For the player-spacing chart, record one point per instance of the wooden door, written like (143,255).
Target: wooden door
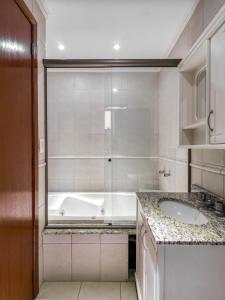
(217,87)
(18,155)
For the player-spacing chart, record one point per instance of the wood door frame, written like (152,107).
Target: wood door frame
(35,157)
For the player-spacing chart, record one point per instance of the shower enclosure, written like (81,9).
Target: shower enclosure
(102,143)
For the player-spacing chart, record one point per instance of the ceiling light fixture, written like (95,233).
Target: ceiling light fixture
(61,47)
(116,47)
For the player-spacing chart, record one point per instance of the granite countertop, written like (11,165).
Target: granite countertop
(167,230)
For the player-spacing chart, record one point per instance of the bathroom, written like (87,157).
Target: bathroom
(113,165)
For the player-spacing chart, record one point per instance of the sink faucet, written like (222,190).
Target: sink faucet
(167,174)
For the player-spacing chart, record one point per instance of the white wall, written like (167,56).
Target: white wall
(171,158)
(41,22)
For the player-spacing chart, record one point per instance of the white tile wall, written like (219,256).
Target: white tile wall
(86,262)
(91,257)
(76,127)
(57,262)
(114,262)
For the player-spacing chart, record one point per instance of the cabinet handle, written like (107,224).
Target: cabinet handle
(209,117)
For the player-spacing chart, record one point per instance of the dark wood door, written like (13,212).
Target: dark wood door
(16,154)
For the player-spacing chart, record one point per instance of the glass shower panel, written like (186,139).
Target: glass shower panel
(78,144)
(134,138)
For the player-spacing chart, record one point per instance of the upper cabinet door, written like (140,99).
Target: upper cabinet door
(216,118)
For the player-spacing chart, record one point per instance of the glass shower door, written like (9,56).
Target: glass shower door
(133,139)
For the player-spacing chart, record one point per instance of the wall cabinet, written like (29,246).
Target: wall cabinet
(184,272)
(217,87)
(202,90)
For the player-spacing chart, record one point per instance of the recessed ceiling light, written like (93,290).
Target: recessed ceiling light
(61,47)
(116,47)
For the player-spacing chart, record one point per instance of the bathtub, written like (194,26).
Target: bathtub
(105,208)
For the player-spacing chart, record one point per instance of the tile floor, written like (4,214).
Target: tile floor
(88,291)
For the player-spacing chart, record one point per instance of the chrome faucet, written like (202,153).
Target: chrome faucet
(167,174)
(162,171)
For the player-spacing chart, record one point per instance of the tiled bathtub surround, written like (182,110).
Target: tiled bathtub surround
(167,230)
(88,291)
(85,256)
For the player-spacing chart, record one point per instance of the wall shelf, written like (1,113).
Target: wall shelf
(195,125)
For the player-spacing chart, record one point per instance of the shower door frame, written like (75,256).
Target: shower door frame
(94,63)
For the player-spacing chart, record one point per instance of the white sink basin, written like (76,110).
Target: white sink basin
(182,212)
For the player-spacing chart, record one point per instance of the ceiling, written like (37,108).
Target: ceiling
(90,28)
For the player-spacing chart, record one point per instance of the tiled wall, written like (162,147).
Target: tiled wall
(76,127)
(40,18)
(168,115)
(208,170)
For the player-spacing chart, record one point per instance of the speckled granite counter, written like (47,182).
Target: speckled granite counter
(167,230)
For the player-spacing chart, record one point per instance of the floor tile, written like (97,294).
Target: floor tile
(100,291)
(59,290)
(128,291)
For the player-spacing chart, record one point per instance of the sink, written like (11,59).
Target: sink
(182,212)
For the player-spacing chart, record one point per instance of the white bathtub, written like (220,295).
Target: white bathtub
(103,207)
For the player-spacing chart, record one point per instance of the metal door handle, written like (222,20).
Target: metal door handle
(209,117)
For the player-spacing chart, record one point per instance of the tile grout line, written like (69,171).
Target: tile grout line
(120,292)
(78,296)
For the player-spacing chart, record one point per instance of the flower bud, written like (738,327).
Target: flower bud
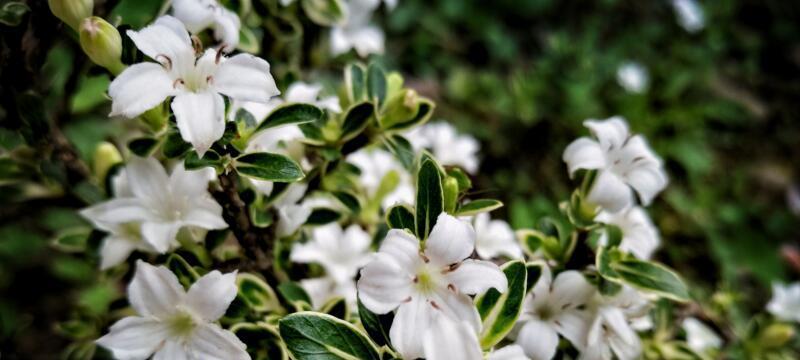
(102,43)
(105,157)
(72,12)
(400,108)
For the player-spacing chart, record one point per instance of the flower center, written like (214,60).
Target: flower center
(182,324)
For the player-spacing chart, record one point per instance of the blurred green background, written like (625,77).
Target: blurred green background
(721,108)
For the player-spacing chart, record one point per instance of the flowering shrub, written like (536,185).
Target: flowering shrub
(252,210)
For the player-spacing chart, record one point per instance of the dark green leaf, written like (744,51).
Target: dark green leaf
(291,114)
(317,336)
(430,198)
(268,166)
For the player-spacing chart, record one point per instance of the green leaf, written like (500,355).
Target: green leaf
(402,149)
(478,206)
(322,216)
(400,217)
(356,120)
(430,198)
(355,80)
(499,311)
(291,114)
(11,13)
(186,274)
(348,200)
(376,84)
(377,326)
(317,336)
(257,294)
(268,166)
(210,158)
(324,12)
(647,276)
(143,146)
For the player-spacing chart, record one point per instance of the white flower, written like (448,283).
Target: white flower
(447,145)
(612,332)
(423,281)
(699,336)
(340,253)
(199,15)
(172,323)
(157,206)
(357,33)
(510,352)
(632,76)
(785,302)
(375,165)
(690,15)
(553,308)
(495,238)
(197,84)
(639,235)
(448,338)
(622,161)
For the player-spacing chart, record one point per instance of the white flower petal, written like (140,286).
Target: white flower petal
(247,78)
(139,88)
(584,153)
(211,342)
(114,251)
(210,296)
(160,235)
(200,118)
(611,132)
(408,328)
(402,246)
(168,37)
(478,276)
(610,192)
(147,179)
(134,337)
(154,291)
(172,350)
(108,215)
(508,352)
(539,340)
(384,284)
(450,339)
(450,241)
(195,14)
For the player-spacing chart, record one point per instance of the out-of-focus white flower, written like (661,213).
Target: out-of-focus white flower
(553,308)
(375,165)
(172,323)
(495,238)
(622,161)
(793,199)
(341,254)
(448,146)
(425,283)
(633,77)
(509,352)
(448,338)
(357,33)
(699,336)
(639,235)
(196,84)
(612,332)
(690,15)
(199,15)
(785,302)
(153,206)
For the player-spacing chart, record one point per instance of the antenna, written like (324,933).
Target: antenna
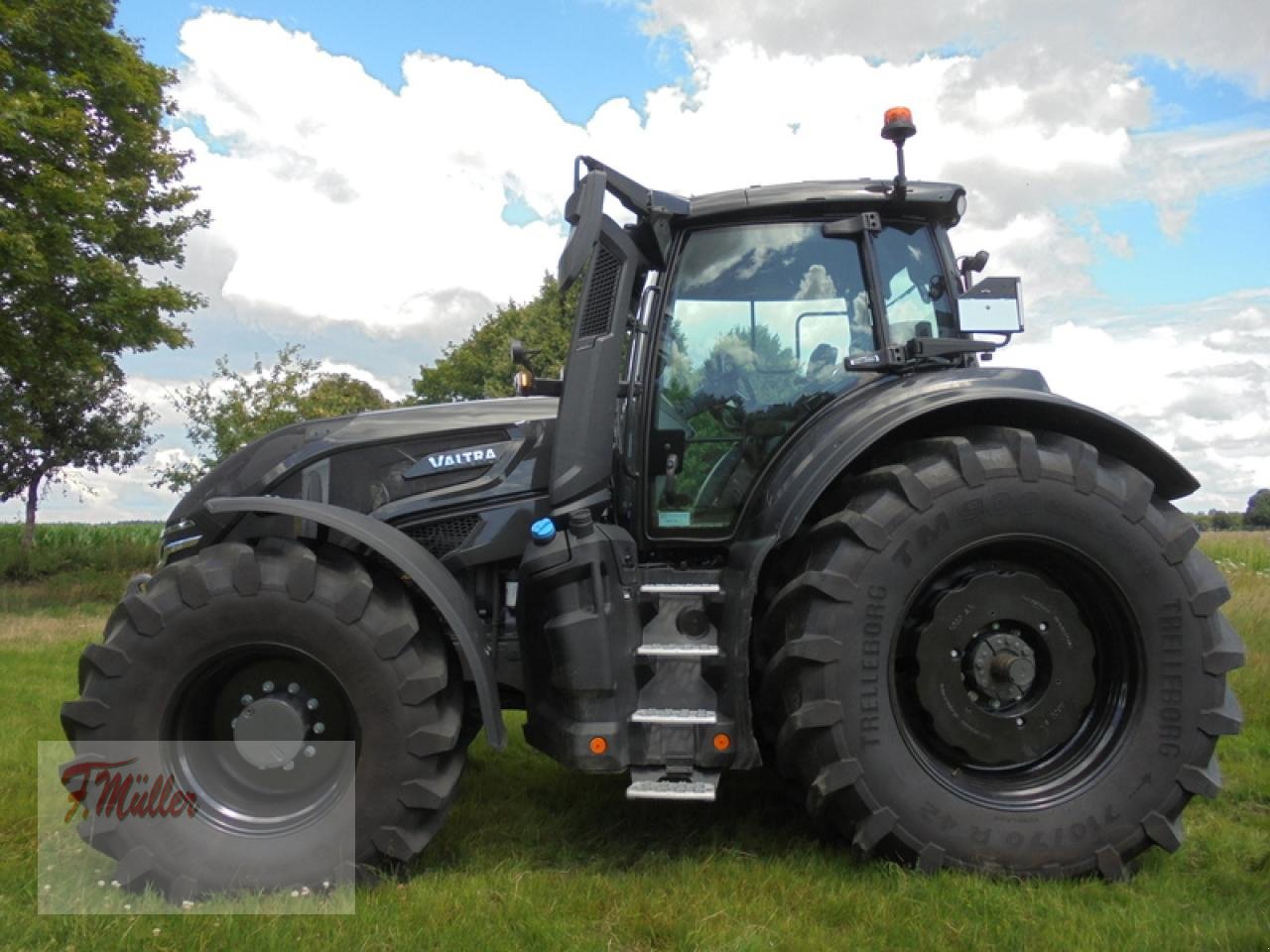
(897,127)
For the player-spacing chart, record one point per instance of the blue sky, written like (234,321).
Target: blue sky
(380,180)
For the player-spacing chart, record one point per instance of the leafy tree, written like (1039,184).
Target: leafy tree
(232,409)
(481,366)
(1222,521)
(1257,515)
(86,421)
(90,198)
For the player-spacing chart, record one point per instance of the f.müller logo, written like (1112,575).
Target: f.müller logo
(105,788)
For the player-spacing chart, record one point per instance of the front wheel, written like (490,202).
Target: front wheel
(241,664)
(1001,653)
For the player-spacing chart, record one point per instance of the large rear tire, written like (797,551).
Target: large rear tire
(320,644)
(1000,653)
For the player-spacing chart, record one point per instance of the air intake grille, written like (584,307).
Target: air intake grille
===============
Copy out each line exactly, without the pictures.

• _Solution to the problem_
For the player-spacing chart, record one point per instance of the wooden door, written like (143,255).
Target: wooden door
(217,87)
(18,155)
For the player-spacing chart, record one point per instance of the wood door frame, written like (152,107).
Target: wood door frame
(35,157)
For the player-spacing chart, record one point per instance of the shower enclosure, written like (81,9).
Target: shower enclosure
(102,143)
For the player-spacing chart, record one point per instance of the ceiling light fixture, written like (95,233).
Target: ceiling light fixture
(61,47)
(116,47)
For the player-spacing chart, record one point per instance of the granite countertop, written like (11,165).
Target: granite countertop
(167,230)
For the player-spacing chart, record one point per instance of the bathroom, written like (87,157).
Target: bathroom
(113,165)
For the player-spacing chart, record one point per instance of the sink faucet, written like (222,190).
Target: sink faucet
(167,174)
For the player-spacing chart, record one point per instance of the white wall, written like (167,56).
Target: white wall
(171,158)
(41,22)
For the player-spacing chart, record one point per instance of the white tile wall, written like (219,256).
Target: white tile wall
(86,262)
(91,257)
(76,127)
(57,262)
(114,262)
For the player-spacing chart, record one point per instance of the cabinet handle, written like (107,224).
Target: cabinet handle
(209,117)
For the player-spacing chart, record one point per instance of the dark wood door, written like (13,212).
Target: dark wood door
(16,154)
For the player-spacing chart, record one point per instance of the glass shower panel, written like (186,139).
Target: glass shower panel
(78,144)
(134,138)
For the player-spacing chart, record one point per instance of the upper cabinet door, written like (140,99).
Target: upper cabinet door
(216,118)
For the player-spacing chart, record one point per instance of the glass shower door, written like (9,56).
Target: glass shower door
(133,139)
For the player-spacing chart, record one point per instance of the wall cabinet, written like (29,246).
Target: wall cabinet
(184,272)
(217,87)
(202,90)
For the player-spacing chart, record one point per instance of the recessed ceiling light, written like (93,290).
Target: recessed ceiling light
(61,47)
(116,47)
For the player-spacing chart, record one point per instance of the bathtub, written like (194,26).
Target: bathtub
(105,208)
For the player-spacing chart, record one point per instance of the tile floor, written like (4,214).
Target: tile floor
(88,291)
For the player-spacing chart, record one point per instance of the chrome faucet, written like (202,153).
Target: chrome faucet
(167,174)
(162,171)
For the player-spacing chart, record one point per instance of the tiled bathtub surround, written like (182,110).
Target: tiled bathtub surround
(167,230)
(88,291)
(85,256)
For the player-spacing chart, record one point per instance of the wall shelf, written like (1,113).
Target: wall shelf
(195,125)
For the player-spacing chart, record one point per instance of the shower door frame, written like (75,256).
Target: shower door frame
(94,63)
For the player-spacing chart, record one point per instance of the white sink basin, written like (76,110).
Target: white sink basin
(182,212)
For the player-spacing chart, record one point per instance of the ceiling, written like (37,108).
Target: ceiling
(90,28)
For the player-spacing chart, record one point per instance of the tiled wall, written like (162,147).
Target: tiled wall
(76,127)
(40,18)
(168,115)
(208,170)
For the player-spacing chart, record one point per instance of the speckled granite counter, written like (47,182).
Target: speckled granite counter
(167,230)
For the player-spacing chart, record one point per instance of the floor tile, written like (97,294).
Target: floor tile
(100,291)
(59,290)
(128,291)
For the player-spacing chart, record one point per instance of the sink, written like (11,59).
Target: sink
(182,212)
For the player-spacing chart, record one point per instance of the white bathtub, written like (220,295).
Target: white bathtub
(103,207)
For the player-spacing chart, record one point per instance of the metal door handle, written like (222,20).
Target: metal door handle
(209,117)
For the player-spacing chart, record one point per instance of the tile grout line, written like (69,171).
Target: tile grout line
(120,292)
(78,296)
For the player-spacing chart, record one point per instance of the flower bud, written like (738,327).
Target: flower bud
(102,43)
(105,157)
(72,12)
(400,108)
For the player-spacing chart, record one point per instance of the flower center, written like (214,60).
Target: flower center
(182,324)
For the player-spacing chart, record one point per instance of the blurred green background, written like (625,77).
Target: blurred green background
(721,108)
For the player-spacing chart, record one point per instance of the flowering shrub, written like (536,185).
Target: flowering shrub
(252,210)
For the player-spacing chart, record one point per instance of the dark green leaf, written like (744,51).
Target: dark green leaf
(291,114)
(317,336)
(430,198)
(268,166)
For the player-spacing chart, record one point per instance of the green leaf, written like (500,355).
Target: green leaf
(402,149)
(478,206)
(322,216)
(400,217)
(356,120)
(430,198)
(355,80)
(499,311)
(291,114)
(11,13)
(186,274)
(348,200)
(376,84)
(377,326)
(317,336)
(257,294)
(268,166)
(210,158)
(324,12)
(647,276)
(143,146)
For the player-spacing chart, record one point per instance of the white flower, written like (448,283).
Target: white flower
(447,145)
(612,332)
(423,281)
(699,336)
(340,253)
(199,15)
(172,323)
(157,206)
(357,33)
(510,352)
(632,76)
(785,302)
(375,165)
(690,15)
(553,308)
(495,238)
(197,84)
(639,235)
(448,338)
(622,161)
For the player-spacing chart, record one point per instance of the white flower petal, written like (140,286).
Target: white flower petal
(247,78)
(139,88)
(584,153)
(211,342)
(114,251)
(210,296)
(160,235)
(200,118)
(611,132)
(408,328)
(402,246)
(168,37)
(478,276)
(610,192)
(147,179)
(134,337)
(154,291)
(172,350)
(108,215)
(508,352)
(539,340)
(384,284)
(450,339)
(450,241)
(195,14)
For the player-spacing chart, record one point per instance of the out-of-focus white flower, written like (661,213).
Target: out-of-focus white flower
(553,308)
(375,165)
(172,323)
(495,238)
(622,161)
(793,199)
(341,254)
(448,146)
(425,283)
(633,77)
(509,352)
(448,338)
(357,33)
(699,336)
(639,235)
(196,84)
(612,332)
(690,15)
(199,15)
(785,302)
(153,206)
For the player-spacing chart, record one point per instance of the antenna, written like (324,933).
Target: antenna
(897,127)
For the player-spacing chart, record one point per instance of the blue sky, written like (234,321).
Target: blue sky
(380,180)
For the player-spacing chart, record one point per instance of the leafy tree, written like (1039,184).
Target: leafy tree
(232,409)
(481,366)
(1222,521)
(1257,515)
(86,421)
(90,198)
For the player-spacing chart, record one point per instance of the f.müller logo, written like (1112,575).
Target: f.müller logo
(105,788)
For the player-spacing chart, record one point per instance of the front wheel, written like (490,202).
Target: front wheel
(241,664)
(1001,653)
For the player-spacing chart, record one point per instance of the large rear tire, written like (797,551).
Target: large rear tire
(320,644)
(1000,653)
For the player-spacing chart, record one point per instance of the air intake grille, written like (584,307).
Target: air intake grille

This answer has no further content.